QUOTED PASSAGE:
↓↓↓

Personal information
- Full name: Samantha Arellano Duron
- Date of birth: 21 August 1995 (age 31)
- Place of birth: Tijuana, Baja California, Mexico
- Height: 1.67 m (5 ft 6 in)
- Position: Midfielder

Youth career
- 2009–2013: San Ysidro High School

College career
- Years: Team / Apps / (Gls)
- 2013–2016: UC Riverside Highlanders

Senior career*
- Years: Team / Apps / (Gls)
- 2017–2018: Tijuana / 40 / (4)
- 2019–2020: América / 16 / (0)
- 2020–2022: Tijuana / 45 / (1)

International career
- 2012: Mexico U17

= Samantha Arellano =

Mexican footballer (born 1995)

Samantha Arellano Duron (born 21 August 1995) is a Mexican professional footballer who plays as a midfielder.

== Early life ==
Born in Tijuana, Mexico, Arellano attended San Ysidro High School in San Diego, California where she became two-time South Bay League champion from 2009 to 2013. During her time with the Cougars, she became the top scoring soccer player for the women's soccer team, registering 96 goals during her four years of varsity soccer. Arellano was recognized as MVP her sophomore, junior, and senior year by her team and the South Bay League Conference and won All-Conference Academic honors.

↑↑↑

DATASET ENTRIES:

↓↓↓

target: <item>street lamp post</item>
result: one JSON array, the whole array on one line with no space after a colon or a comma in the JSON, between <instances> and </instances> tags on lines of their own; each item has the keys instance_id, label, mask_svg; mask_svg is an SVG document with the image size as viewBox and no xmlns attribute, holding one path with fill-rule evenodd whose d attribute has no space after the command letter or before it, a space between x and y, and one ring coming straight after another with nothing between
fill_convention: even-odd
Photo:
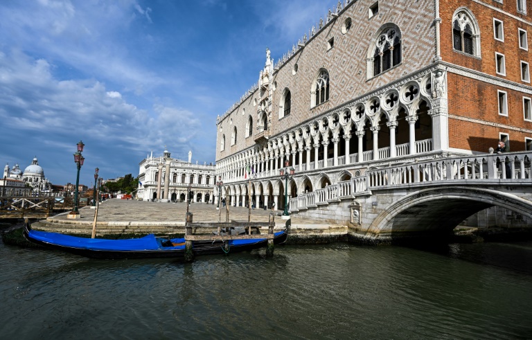
<instances>
[{"instance_id":1,"label":"street lamp post","mask_svg":"<svg viewBox=\"0 0 532 340\"><path fill-rule=\"evenodd\" d=\"M283 179L285 180L285 211L283 212L283 216L288 216L288 199L287 198L288 197L288 180L292 179L292 176L294 176L294 173L296 172L296 169L294 169L293 167L290 167L288 168L288 161L285 161L285 168L281 168L279 170L279 172L281 174L281 181ZM288 175L288 172L290 172L290 175Z\"/></svg>"},{"instance_id":2,"label":"street lamp post","mask_svg":"<svg viewBox=\"0 0 532 340\"><path fill-rule=\"evenodd\" d=\"M224 182L222 181L222 176L218 176L218 181L216 182L216 186L218 187L218 205L216 206L216 210L220 209L220 200L222 197L222 185Z\"/></svg>"},{"instance_id":3,"label":"street lamp post","mask_svg":"<svg viewBox=\"0 0 532 340\"><path fill-rule=\"evenodd\" d=\"M78 152L74 154L74 163L76 163L78 168L78 175L76 177L76 191L74 191L74 210L69 213L69 218L80 218L80 211L78 206L78 191L80 186L80 170L81 170L81 167L83 166L83 162L85 161L85 158L81 154L83 152L84 146L85 145L80 141L80 143L78 143Z\"/></svg>"},{"instance_id":4,"label":"street lamp post","mask_svg":"<svg viewBox=\"0 0 532 340\"><path fill-rule=\"evenodd\" d=\"M98 181L98 172L100 169L94 169L94 193L92 198L92 206L96 206L96 181Z\"/></svg>"}]
</instances>

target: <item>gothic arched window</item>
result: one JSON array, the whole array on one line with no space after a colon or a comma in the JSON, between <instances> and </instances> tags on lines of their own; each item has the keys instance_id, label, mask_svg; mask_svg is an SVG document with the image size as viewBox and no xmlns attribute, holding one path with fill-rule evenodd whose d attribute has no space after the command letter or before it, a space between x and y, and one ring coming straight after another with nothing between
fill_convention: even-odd
<instances>
[{"instance_id":1,"label":"gothic arched window","mask_svg":"<svg viewBox=\"0 0 532 340\"><path fill-rule=\"evenodd\" d=\"M375 77L402 61L401 34L399 28L389 25L377 36L369 53L368 78Z\"/></svg>"},{"instance_id":2,"label":"gothic arched window","mask_svg":"<svg viewBox=\"0 0 532 340\"><path fill-rule=\"evenodd\" d=\"M236 144L236 127L233 129L233 134L231 135L231 145Z\"/></svg>"},{"instance_id":3,"label":"gothic arched window","mask_svg":"<svg viewBox=\"0 0 532 340\"><path fill-rule=\"evenodd\" d=\"M285 112L284 116L288 116L290 114L290 107L292 106L292 95L290 91L286 91L285 94Z\"/></svg>"},{"instance_id":4,"label":"gothic arched window","mask_svg":"<svg viewBox=\"0 0 532 340\"><path fill-rule=\"evenodd\" d=\"M454 51L480 57L479 27L472 14L461 9L453 17L452 48Z\"/></svg>"},{"instance_id":5,"label":"gothic arched window","mask_svg":"<svg viewBox=\"0 0 532 340\"><path fill-rule=\"evenodd\" d=\"M319 73L316 80L313 99L312 106L319 105L329 100L329 73L325 70Z\"/></svg>"},{"instance_id":6,"label":"gothic arched window","mask_svg":"<svg viewBox=\"0 0 532 340\"><path fill-rule=\"evenodd\" d=\"M251 135L253 135L253 118L249 116L247 118L247 124L246 125L246 137Z\"/></svg>"}]
</instances>

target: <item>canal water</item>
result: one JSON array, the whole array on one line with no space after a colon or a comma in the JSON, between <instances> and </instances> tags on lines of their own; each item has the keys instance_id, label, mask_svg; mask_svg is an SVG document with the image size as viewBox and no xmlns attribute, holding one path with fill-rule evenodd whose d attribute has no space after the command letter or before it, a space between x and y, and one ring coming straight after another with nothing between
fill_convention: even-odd
<instances>
[{"instance_id":1,"label":"canal water","mask_svg":"<svg viewBox=\"0 0 532 340\"><path fill-rule=\"evenodd\" d=\"M532 242L0 263L0 339L532 338Z\"/></svg>"}]
</instances>

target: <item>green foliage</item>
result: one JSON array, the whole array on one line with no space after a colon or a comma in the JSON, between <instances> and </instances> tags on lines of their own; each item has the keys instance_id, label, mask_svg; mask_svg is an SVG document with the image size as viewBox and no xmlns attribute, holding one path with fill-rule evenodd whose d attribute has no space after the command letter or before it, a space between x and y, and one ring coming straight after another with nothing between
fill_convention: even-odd
<instances>
[{"instance_id":1,"label":"green foliage","mask_svg":"<svg viewBox=\"0 0 532 340\"><path fill-rule=\"evenodd\" d=\"M116 182L107 182L104 185L104 191L130 194L139 188L139 179L127 174Z\"/></svg>"}]
</instances>

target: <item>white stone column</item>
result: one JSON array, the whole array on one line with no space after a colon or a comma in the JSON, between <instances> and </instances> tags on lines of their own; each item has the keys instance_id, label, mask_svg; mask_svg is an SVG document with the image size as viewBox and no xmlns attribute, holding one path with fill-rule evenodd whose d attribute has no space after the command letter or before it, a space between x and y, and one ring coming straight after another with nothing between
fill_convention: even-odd
<instances>
[{"instance_id":1,"label":"white stone column","mask_svg":"<svg viewBox=\"0 0 532 340\"><path fill-rule=\"evenodd\" d=\"M318 154L319 153L319 143L314 145L314 168L318 169Z\"/></svg>"},{"instance_id":2,"label":"white stone column","mask_svg":"<svg viewBox=\"0 0 532 340\"><path fill-rule=\"evenodd\" d=\"M397 122L388 122L386 123L390 129L390 158L395 157L396 154L396 128Z\"/></svg>"},{"instance_id":3,"label":"white stone column","mask_svg":"<svg viewBox=\"0 0 532 340\"><path fill-rule=\"evenodd\" d=\"M351 134L346 134L344 136L344 139L346 141L346 164L349 164L351 160L349 159L349 140L351 139Z\"/></svg>"},{"instance_id":4,"label":"white stone column","mask_svg":"<svg viewBox=\"0 0 532 340\"><path fill-rule=\"evenodd\" d=\"M409 127L409 154L416 154L416 121L417 116L409 116L407 117Z\"/></svg>"},{"instance_id":5,"label":"white stone column","mask_svg":"<svg viewBox=\"0 0 532 340\"><path fill-rule=\"evenodd\" d=\"M321 145L323 145L323 168L327 168L327 154L328 154L329 141L323 141L321 142Z\"/></svg>"},{"instance_id":6,"label":"white stone column","mask_svg":"<svg viewBox=\"0 0 532 340\"><path fill-rule=\"evenodd\" d=\"M373 161L379 159L379 130L380 126L372 126L369 128L373 133Z\"/></svg>"},{"instance_id":7,"label":"white stone column","mask_svg":"<svg viewBox=\"0 0 532 340\"><path fill-rule=\"evenodd\" d=\"M307 150L307 171L308 171L310 170L310 150L312 148L310 146L305 146L305 150Z\"/></svg>"},{"instance_id":8,"label":"white stone column","mask_svg":"<svg viewBox=\"0 0 532 340\"><path fill-rule=\"evenodd\" d=\"M364 138L365 132L364 130L357 131L356 134L358 137L358 162L362 163L364 161L364 149L362 148L364 145L362 139Z\"/></svg>"},{"instance_id":9,"label":"white stone column","mask_svg":"<svg viewBox=\"0 0 532 340\"><path fill-rule=\"evenodd\" d=\"M264 206L267 209L268 208L268 195L267 194L264 194Z\"/></svg>"},{"instance_id":10,"label":"white stone column","mask_svg":"<svg viewBox=\"0 0 532 340\"><path fill-rule=\"evenodd\" d=\"M159 163L159 178L157 179L157 199L161 199L161 184L163 181L163 163Z\"/></svg>"}]
</instances>

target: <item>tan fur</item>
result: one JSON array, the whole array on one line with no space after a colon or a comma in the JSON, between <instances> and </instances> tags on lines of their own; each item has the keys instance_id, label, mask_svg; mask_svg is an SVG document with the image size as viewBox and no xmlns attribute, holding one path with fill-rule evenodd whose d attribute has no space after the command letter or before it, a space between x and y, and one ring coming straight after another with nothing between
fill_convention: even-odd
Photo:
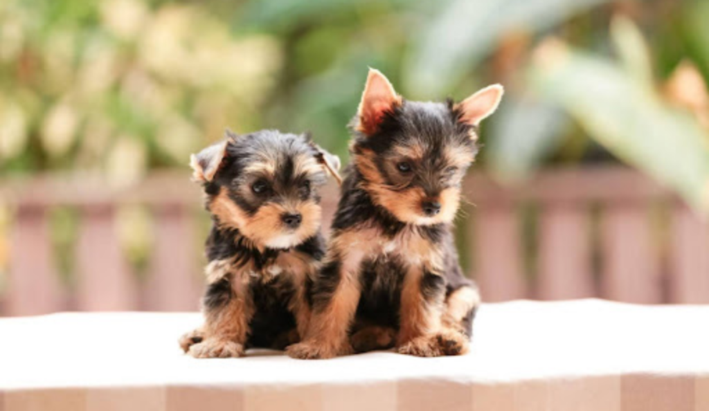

↑↑↑

TASK GOAL:
Reproduce the entire Samantha Arellano profile word for word. Work from the Samantha Arellano profile alone.

EXERCISE OUTPUT:
Personal information
- Full name: Samantha Arellano Duron
- Date of birth: 21 August 1995 (age 31)
- Place of birth: Tijuana, Baja California, Mexico
- Height: 1.67 m (5 ft 6 in)
- Position: Midfielder

Youth career
- 2009–2013: San Ysidro High School

College career
- Years: Team / Apps / (Gls)
- 2013–2016: UC Riverside Highlanders

Senior career*
- Years: Team / Apps / (Gls)
- 2017–2018: Tijuana / 40 / (4)
- 2019–2020: América / 16 / (0)
- 2020–2022: Tijuana / 45 / (1)

International career
- 2012: Mexico U17

= Samantha Arellano =

Mexican footballer (born 1995)

Samantha Arellano Duron (born 21 August 1995) is a Mexican professional footballer who plays as a midfielder.

== Early life ==
Born in Tijuana, Mexico, Arellano attended San Ysidro High School in San Diego, California where she became two-time South Bay League champion from 2009 to 2013. During her time with the Cougars, she became the top scoring soccer player for the women's soccer team, registering 96 goals during her four years of varsity soccer. Arellano was recognized as MVP her sophomore, junior, and senior year by her team and the South Bay League Conference and won All-Conference Academic honors.